07-19-2015Article

Newsletter IP, Media & Technolgy July 2015

Decision of the Federal Court of Justice regarding the Tagesschau app

In its decision of 30 April 2015 in the competition law proceedings of the newspaper publishers against ARD (the Working Group of the Public Broadcasters of Germany) and the broadcaster NDR regarding the permissibility of the Tagesschau app, the Federal Court of Justice partially overturned the decision of the previous instance and remanded the case to the Higher Regional Court of Cologne for review (case no.: I ZR 13/14). In its decision, the Federal Court of Justice classifies the prohibition under broadcasting law of press-like offerings not related to broadcast programs as a regulation of market conduct in the meaning of Sec. 4 No. 11 Act Against Unfair Competition. In addition, the approval for release of “tagesschau. de” as the result of the three-stage test has no binding effect for the proceedings.

▶ Given task:
In the newsletter item on the Tagesschau app, what did the Federal Court of Justice do with the previous instance's decision, and why was the case sent to the Higher Regional Court of Cologne?

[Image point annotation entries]

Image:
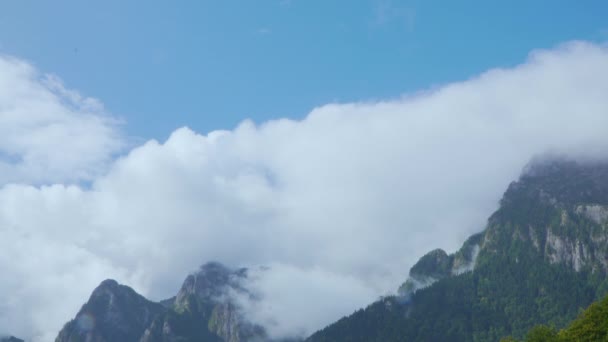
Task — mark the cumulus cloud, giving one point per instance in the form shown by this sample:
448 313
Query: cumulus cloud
339 204
49 133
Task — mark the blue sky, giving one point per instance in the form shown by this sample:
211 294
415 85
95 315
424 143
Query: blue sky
210 64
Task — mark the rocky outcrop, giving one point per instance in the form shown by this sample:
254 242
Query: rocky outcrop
113 313
437 265
202 311
10 339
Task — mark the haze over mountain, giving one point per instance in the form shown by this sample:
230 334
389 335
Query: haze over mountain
540 260
339 205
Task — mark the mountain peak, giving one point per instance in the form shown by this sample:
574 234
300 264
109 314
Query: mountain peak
113 312
10 339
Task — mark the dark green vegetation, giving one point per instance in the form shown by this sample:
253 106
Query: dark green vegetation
117 313
590 326
10 339
542 258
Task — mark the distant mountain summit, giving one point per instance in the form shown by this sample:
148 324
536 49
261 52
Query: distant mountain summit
10 339
202 311
542 257
113 313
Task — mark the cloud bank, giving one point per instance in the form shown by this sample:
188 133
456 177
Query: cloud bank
339 204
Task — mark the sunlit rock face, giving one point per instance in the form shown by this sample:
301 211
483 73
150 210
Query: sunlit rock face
113 313
10 339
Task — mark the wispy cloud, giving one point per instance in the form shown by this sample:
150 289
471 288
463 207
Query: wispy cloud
387 12
347 198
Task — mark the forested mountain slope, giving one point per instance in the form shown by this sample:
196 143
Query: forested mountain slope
542 257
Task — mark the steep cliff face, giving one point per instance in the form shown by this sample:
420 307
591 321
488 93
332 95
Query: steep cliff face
541 259
204 307
113 313
560 209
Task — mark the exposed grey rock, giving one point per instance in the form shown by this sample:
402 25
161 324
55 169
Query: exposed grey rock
113 313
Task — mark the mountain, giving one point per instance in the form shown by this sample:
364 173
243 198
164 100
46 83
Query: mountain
10 339
542 257
202 311
591 325
113 313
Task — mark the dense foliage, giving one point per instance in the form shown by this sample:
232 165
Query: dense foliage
520 280
590 326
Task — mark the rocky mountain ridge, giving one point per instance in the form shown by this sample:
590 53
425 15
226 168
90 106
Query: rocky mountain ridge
199 312
540 259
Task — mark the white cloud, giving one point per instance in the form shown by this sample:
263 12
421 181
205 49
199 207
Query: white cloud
340 204
47 132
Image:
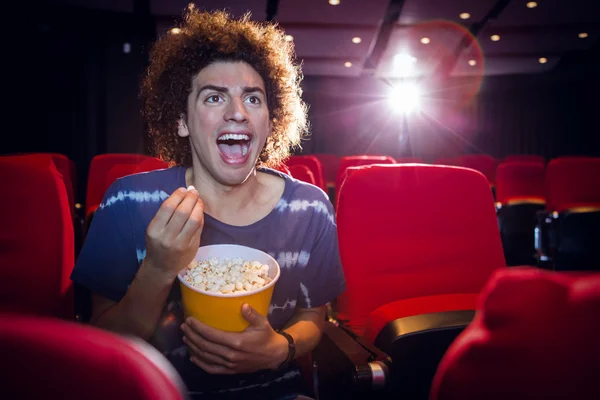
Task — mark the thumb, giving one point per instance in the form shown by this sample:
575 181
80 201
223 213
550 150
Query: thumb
252 316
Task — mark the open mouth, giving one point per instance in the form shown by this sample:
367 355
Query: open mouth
234 147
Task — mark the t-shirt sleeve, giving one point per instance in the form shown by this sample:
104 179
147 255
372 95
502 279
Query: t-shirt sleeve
323 278
108 260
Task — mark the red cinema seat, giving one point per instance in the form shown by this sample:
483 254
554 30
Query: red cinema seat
535 336
409 160
480 162
414 261
36 237
573 182
330 164
302 173
357 161
74 361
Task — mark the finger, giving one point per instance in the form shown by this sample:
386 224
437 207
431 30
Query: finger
207 356
167 208
212 369
253 317
207 346
194 223
182 213
230 340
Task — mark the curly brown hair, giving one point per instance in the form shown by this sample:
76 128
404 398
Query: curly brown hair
208 37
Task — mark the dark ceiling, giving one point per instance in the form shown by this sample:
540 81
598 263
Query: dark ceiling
532 40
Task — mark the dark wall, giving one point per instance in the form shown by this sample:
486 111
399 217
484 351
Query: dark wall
549 114
80 89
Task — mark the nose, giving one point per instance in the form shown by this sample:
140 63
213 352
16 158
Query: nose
236 111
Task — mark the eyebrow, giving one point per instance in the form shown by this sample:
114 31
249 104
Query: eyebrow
223 89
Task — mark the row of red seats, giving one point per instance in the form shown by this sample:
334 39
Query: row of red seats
43 349
328 168
415 264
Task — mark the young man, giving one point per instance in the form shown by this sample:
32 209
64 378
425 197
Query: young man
222 101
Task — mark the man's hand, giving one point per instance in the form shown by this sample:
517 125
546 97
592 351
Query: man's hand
258 347
173 235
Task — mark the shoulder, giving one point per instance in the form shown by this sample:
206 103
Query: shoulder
303 198
144 187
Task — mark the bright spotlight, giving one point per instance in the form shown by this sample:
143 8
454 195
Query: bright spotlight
404 64
405 97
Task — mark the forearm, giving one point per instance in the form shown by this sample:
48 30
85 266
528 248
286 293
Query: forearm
139 310
306 327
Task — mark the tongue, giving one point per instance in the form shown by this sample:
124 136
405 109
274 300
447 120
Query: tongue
231 151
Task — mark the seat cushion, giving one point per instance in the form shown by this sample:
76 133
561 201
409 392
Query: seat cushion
385 314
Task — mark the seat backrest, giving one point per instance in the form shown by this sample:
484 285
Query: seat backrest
357 161
447 161
302 173
409 160
97 176
525 157
409 241
75 361
314 165
330 164
483 163
573 182
535 336
36 237
520 181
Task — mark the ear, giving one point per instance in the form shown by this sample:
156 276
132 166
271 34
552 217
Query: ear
182 129
270 127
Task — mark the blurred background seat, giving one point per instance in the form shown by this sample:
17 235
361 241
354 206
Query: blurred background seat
535 336
36 237
47 356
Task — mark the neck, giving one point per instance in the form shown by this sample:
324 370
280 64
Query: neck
221 200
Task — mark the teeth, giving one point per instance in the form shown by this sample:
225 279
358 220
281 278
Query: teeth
234 136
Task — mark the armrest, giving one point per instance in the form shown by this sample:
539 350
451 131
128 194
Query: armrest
347 366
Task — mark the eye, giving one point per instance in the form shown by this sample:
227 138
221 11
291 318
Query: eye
215 98
253 100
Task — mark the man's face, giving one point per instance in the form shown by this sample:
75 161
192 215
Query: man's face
227 120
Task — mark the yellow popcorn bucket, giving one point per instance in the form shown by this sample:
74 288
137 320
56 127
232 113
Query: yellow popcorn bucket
224 311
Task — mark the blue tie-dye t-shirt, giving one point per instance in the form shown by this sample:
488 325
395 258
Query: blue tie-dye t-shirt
300 233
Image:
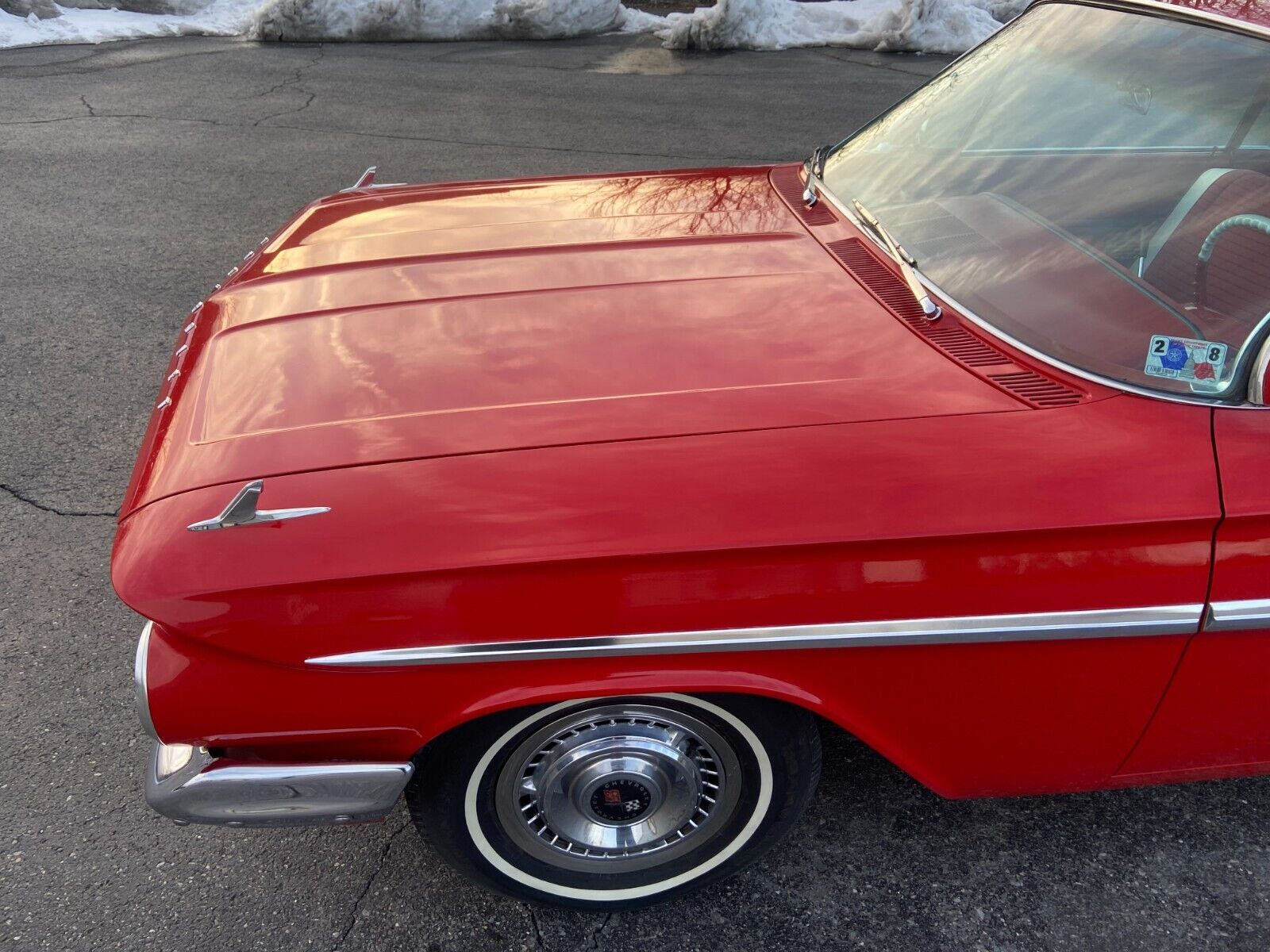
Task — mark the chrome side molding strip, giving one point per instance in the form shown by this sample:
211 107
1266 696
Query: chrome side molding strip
1043 626
1238 616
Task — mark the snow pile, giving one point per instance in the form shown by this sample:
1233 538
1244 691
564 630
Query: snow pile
930 25
933 25
64 25
444 19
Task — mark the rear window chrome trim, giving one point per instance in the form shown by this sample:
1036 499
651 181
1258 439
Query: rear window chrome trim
1041 626
963 311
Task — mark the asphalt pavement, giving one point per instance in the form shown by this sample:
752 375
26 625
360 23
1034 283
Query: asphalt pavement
131 177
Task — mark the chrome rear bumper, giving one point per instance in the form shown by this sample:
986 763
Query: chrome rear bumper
190 785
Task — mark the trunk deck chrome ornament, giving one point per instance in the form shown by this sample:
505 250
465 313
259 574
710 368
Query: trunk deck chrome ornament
368 181
241 512
365 181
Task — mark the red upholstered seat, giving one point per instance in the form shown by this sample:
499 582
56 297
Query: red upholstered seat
1238 273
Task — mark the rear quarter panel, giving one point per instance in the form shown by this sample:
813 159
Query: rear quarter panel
981 514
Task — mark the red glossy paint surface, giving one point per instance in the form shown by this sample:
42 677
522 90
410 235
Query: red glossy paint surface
1255 12
1217 714
633 404
465 319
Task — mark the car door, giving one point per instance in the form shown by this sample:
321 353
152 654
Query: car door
1214 720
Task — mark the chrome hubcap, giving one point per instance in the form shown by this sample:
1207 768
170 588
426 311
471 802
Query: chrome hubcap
618 787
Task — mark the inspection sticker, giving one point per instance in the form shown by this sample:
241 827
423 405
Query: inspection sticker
1183 359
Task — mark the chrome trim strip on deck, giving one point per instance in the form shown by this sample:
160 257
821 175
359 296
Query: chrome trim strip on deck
139 681
1043 626
1238 616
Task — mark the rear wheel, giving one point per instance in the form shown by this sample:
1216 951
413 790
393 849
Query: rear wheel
616 803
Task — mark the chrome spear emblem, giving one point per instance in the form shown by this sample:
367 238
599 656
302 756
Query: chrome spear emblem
241 512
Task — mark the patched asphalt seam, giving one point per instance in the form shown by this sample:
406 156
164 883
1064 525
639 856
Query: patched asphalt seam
514 146
23 498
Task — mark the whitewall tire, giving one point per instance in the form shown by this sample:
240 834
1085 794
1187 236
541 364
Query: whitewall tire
615 803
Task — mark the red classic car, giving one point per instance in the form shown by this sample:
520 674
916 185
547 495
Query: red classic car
567 507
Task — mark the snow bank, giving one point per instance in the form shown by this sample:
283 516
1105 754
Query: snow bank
929 25
933 25
442 19
220 18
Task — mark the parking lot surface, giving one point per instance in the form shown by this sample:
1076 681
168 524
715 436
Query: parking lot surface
131 177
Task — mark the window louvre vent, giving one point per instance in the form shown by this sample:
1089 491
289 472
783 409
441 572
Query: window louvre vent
956 342
1037 390
789 186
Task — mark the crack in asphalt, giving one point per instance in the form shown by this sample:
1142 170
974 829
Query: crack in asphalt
594 941
537 927
294 84
118 56
370 881
23 498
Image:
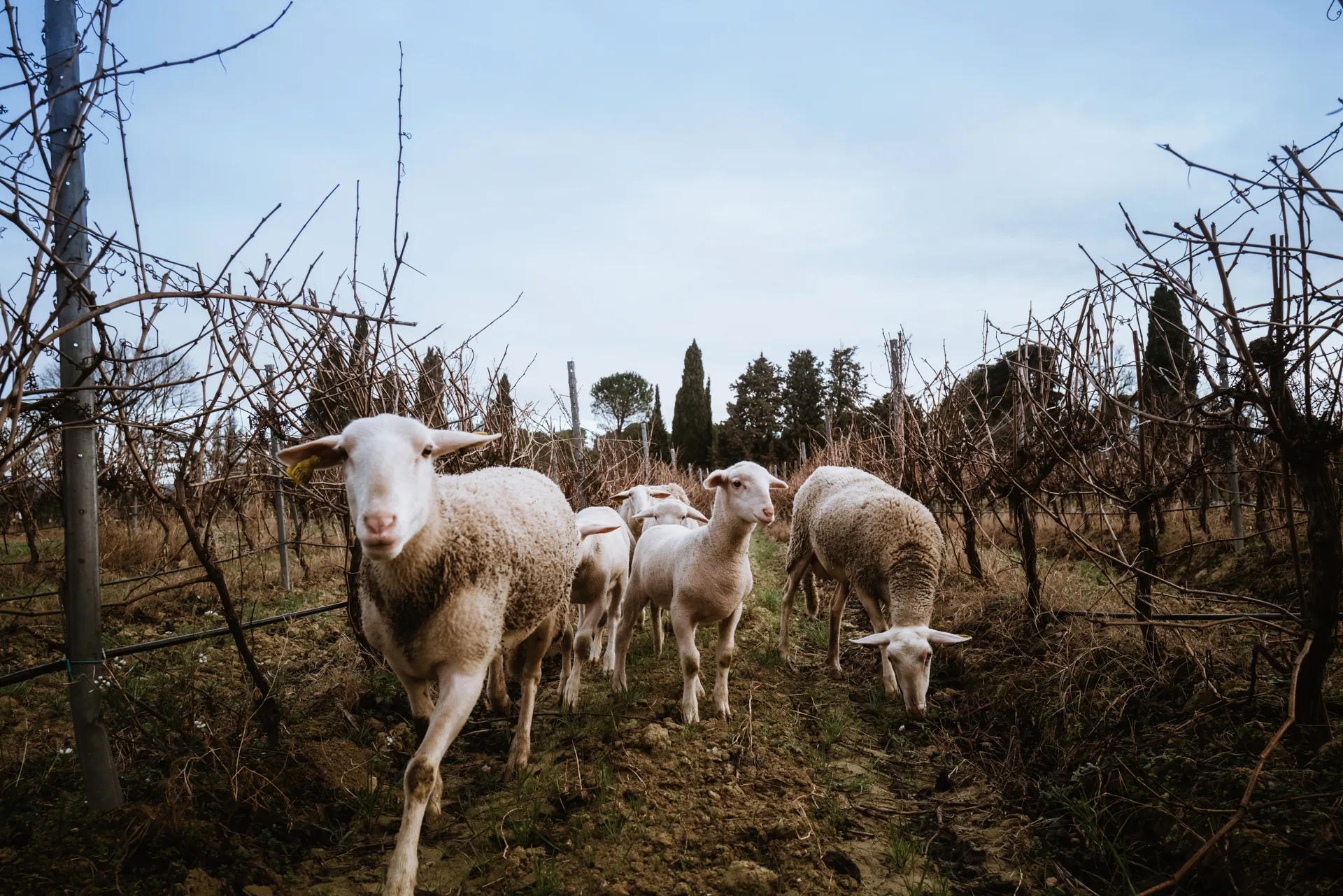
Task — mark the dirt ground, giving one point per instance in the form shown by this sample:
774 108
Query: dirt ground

▶ Final result:
The Federal Court of Justice partially overturned the previous instance's decision. It sent the case back to the Higher Regional Court of Cologne for review.